**Task description:** Reproduce each of the following rows verbatim, without changing any character.

**Information given:**
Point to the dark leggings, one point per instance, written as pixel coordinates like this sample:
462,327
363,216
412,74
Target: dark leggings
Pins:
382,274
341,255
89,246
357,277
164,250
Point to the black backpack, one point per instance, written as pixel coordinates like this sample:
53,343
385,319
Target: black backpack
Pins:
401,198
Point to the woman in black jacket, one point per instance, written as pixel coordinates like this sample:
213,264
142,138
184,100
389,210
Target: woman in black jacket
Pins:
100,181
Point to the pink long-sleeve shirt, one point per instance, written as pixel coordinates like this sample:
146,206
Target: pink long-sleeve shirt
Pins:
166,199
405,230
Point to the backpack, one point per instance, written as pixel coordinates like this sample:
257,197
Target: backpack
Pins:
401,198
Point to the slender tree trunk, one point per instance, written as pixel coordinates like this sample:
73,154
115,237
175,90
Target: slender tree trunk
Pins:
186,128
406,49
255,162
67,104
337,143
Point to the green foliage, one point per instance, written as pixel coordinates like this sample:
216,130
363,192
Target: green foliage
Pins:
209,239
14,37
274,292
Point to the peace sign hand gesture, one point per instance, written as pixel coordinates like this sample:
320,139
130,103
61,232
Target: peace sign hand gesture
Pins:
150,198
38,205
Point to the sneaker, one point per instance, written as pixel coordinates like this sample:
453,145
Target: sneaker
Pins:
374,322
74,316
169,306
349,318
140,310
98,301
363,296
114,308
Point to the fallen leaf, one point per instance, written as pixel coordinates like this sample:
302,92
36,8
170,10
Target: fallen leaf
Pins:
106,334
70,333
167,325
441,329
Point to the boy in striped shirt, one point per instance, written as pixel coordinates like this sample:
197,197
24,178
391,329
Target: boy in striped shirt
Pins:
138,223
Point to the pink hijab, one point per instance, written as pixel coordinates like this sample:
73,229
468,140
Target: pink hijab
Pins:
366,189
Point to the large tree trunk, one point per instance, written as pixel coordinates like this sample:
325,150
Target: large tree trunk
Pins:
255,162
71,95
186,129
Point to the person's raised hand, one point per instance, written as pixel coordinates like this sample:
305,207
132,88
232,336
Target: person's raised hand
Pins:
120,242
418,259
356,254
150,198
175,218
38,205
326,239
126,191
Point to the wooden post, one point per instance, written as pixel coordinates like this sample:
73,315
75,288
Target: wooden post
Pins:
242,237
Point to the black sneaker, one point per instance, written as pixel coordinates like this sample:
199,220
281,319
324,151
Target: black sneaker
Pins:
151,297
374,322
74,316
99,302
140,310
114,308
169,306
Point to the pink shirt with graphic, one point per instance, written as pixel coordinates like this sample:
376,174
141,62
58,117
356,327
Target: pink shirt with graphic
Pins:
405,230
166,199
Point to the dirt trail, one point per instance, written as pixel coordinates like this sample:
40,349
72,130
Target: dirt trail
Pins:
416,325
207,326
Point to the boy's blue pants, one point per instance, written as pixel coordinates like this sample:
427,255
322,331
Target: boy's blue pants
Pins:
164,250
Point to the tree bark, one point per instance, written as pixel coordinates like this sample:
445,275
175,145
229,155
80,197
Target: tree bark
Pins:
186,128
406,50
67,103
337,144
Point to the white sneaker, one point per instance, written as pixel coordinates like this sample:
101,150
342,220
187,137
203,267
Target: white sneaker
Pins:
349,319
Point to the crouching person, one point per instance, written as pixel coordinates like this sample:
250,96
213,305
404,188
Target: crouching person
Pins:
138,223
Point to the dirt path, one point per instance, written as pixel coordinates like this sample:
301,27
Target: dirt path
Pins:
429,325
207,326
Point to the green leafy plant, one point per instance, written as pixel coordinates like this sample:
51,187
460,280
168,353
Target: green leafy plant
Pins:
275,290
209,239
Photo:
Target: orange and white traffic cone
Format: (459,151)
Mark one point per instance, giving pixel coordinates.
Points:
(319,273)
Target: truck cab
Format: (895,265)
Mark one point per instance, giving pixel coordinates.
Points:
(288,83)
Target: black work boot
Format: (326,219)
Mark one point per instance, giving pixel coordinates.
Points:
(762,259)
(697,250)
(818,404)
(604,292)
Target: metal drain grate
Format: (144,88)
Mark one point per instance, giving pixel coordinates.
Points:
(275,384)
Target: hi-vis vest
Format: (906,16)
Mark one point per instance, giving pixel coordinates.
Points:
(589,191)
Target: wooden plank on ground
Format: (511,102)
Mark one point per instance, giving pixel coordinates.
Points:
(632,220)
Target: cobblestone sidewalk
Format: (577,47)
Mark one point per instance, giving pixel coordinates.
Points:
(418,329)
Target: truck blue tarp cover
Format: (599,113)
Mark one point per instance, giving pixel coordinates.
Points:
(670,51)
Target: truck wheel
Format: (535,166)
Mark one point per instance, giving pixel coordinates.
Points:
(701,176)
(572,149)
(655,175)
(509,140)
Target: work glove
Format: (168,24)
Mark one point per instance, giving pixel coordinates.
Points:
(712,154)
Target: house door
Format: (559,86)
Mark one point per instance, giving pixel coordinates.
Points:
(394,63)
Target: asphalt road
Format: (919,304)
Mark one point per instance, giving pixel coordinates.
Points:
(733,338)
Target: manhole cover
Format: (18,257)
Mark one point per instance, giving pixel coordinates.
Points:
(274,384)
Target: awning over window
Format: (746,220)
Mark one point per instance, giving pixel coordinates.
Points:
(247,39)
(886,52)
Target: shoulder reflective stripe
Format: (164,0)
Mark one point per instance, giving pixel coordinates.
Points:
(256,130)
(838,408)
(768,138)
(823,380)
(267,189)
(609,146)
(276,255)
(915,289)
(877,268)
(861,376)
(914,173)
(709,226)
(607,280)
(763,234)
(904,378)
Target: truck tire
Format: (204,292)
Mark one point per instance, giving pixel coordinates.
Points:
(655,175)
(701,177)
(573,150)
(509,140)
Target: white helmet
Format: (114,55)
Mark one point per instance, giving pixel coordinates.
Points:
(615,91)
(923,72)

**Task solution:**
Point to the dark leggings, one point per instance, written as pixel coordinates like this sample:
462,327
363,216
412,74
Target: dark leggings
Pins:
382,274
341,255
89,246
357,277
164,250
Point to the black backpack, one point per instance, written as pixel coordinates like this sample:
53,343
385,319
Target: black backpack
Pins:
401,198
Point to the woman in black jacket, one point per instance, written as pixel coordinates like this sample:
213,264
142,138
184,100
389,210
Target: woman in black jacket
Pins:
100,181
Point to the pink long-sleeve shirt, one point per instance, written as pixel coordinates like this sample:
146,206
Target: pink long-sleeve shirt
Pins:
166,199
405,230
Point to the backpack, one point per instance, written as pixel coordinates like this sample:
257,197
Target: backpack
Pins:
401,198
Point to the slender tree trunk, one point per instance, written as pixel coordinates like this sample:
73,154
115,237
175,90
Target: slender tree trunk
Pins:
186,128
406,49
255,162
67,104
337,143
Point to the green foliage, one point per instance, written as pixel coordinates like this sample:
216,130
363,192
Target: green foliage
Pins:
209,239
14,37
274,292
Point to the peace sign hand gesture, one point per instance, written as pixel coordinates like this sample:
320,139
130,103
61,232
Target: peace sign hand gesture
Pins:
150,198
38,205
Point to the sneaker, one point per instance, written as pixel coordinates like this sample:
453,145
Target: sneaker
Pins:
374,322
74,316
169,306
349,318
140,310
98,301
363,296
114,308
Point to the fallen leaf, one point per instance, written as pixel coordinates like this sample:
302,92
36,8
170,10
Target: fallen leaf
Pins:
106,334
70,333
167,325
441,329
Point to the boy in striped shirt, one point per instance, written as pixel coordinates like this sample:
197,197
24,178
391,329
Target: boy in striped shirt
Pins:
138,223
Point to the pink hijab, one point per instance, written as pixel coordinates like this sample:
73,229
468,140
Target: pink hijab
Pins:
366,189
Point to the large tree trunk, one point per instance, written as pixel coordinates like this sample:
325,150
Target: large tree trunk
Pins:
255,162
71,95
186,129
Point to the person's raised hand, one point per instance, written as pixel coordinates like this sample:
305,207
132,88
232,336
Target: person's raised hand
Pins:
120,242
418,259
356,254
150,198
175,218
38,205
326,239
126,191
Point to the wooden post, one point per instance, written as pixel coordinates like this sample:
73,315
75,288
Target: wooden post
Pins:
242,237
Point to the black sneaker, one point per instance, written as pixel coordinates like this sample:
199,220
281,319
324,151
Target: black sneaker
Pins:
151,297
374,322
74,316
99,302
140,310
114,308
169,306
Point to the pink shirt with graphic, one point per instance, written as pixel coordinates like this sample:
376,174
141,62
58,117
356,327
Target: pink shirt with graphic
Pins:
405,230
166,199
Point to the dirt trail, one point per instance, written as pixel coordinates like this sample:
40,349
72,130
Target: dirt trail
Pins:
416,325
207,326
Point to the boy's blue pants, one point per instance, written as pixel coordinates like this sample:
427,255
322,331
Target: boy's blue pants
Pins:
164,250
Point to the tree bark, one point per instance, written as pixel coordinates like this sample:
445,275
175,145
229,155
80,197
Target: tree bark
Pins:
186,128
406,50
67,103
337,144
Point to the white sneaker, one point per instance, written as pixel coordinates like this sample:
101,150
342,220
187,137
203,267
Target: white sneaker
Pins:
349,319
Point to the crouching person, one point per instance, written as pixel coordinates like this sample:
250,96
213,305
404,188
Target: crouching person
Pins:
138,223
Point to the dirt path, one point per instance, written as pixel coordinates like this sample:
301,27
Target: dirt path
Pins:
429,325
207,326
Point to the green leafy plant, one point per instance, written as pixel coordinates like this sample:
51,187
460,280
168,353
Target: green leafy plant
Pins:
275,290
209,239
Photo:
Target: orange and white traffic cone
Format: (459,151)
Mark one point per instance, giving pixel coordinates.
Points:
(319,273)
Target: truck cab
Format: (895,265)
Mark one point per instance, giving pixel coordinates.
Points:
(288,83)
Target: black work boot
Format: (326,219)
Mark one point per instance, giving pixel coordinates.
Points:
(762,259)
(697,250)
(818,404)
(604,292)
Target: metal drain grate
Format: (144,88)
Mark one point per instance, giving pixel coordinates.
Points:
(275,384)
Target: hi-vis vest
Format: (906,16)
Mark one point per instance, giving pixel coordinates.
Points:
(589,191)
Target: wooden plank on ground
Format: (511,102)
Mark one point per instance, giving pixel coordinates.
Points:
(632,220)
Target: cobblestone sidewalk
Format: (577,47)
Mark one point per instance, giving pixel coordinates.
Points:
(418,329)
Target: truck blue tarp cover
Format: (599,113)
Mark one point per instance, giving pixel coordinates.
Points:
(670,51)
Target: truck wheel
Format: (535,166)
Mark one point per instance, giving pixel coordinates.
Points:
(701,176)
(572,149)
(655,175)
(509,140)
Target: work glove
Format: (168,24)
Mark one point per instance, giving pixel coordinates.
Points:
(712,154)
Target: house door
Format: (559,86)
Mark one point per instance, giving pixel coordinates.
Points:
(394,63)
Target: asphalt road
Format: (919,304)
Mark one point per instance, giving pixel coordinates.
Points:
(733,338)
Target: manhole cover
Format: (18,257)
Mark one point per instance, giving pixel coordinates.
Points:
(274,384)
Target: awning over window
Format: (746,220)
Mark one point per instance, giving pixel coordinates.
Points:
(247,39)
(886,52)
Target: shoulder reflective stripe
Format: (164,0)
Mark one point per instance, giving pixel coordinates.
Points:
(256,130)
(838,408)
(768,138)
(823,380)
(267,189)
(609,146)
(276,255)
(915,289)
(877,268)
(861,376)
(914,173)
(709,226)
(607,280)
(763,234)
(904,378)
Target: truck tire
Format: (204,292)
Mark one point per instance, giving pixel coordinates.
Points:
(655,175)
(701,177)
(573,150)
(509,140)
Target: white helmet
Format: (114,55)
Mark one point per instance, giving pixel coordinates.
Points:
(615,91)
(923,72)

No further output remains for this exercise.